### Task requirements
Using the records below, filter out every line that lacks "tent" and copy the rest.
━━ Source material ━━
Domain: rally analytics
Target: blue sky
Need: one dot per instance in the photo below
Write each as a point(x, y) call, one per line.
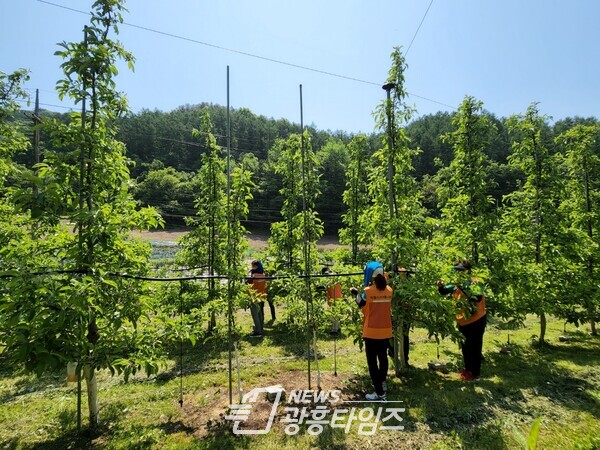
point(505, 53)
━━━
━━ Source material ━━
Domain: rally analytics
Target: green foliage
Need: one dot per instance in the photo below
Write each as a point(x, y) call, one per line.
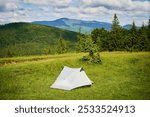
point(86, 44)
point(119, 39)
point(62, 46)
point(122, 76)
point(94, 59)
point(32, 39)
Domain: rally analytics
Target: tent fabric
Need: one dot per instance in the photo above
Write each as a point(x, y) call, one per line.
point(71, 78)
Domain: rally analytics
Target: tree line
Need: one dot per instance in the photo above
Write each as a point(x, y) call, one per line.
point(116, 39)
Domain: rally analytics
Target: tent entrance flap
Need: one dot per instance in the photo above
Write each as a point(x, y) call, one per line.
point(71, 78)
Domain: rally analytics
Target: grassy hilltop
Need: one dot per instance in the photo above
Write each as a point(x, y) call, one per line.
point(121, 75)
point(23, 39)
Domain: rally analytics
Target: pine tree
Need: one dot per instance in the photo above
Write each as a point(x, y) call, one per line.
━━━
### Completed exercise
Target: tent fabric
Target: tent entrance flap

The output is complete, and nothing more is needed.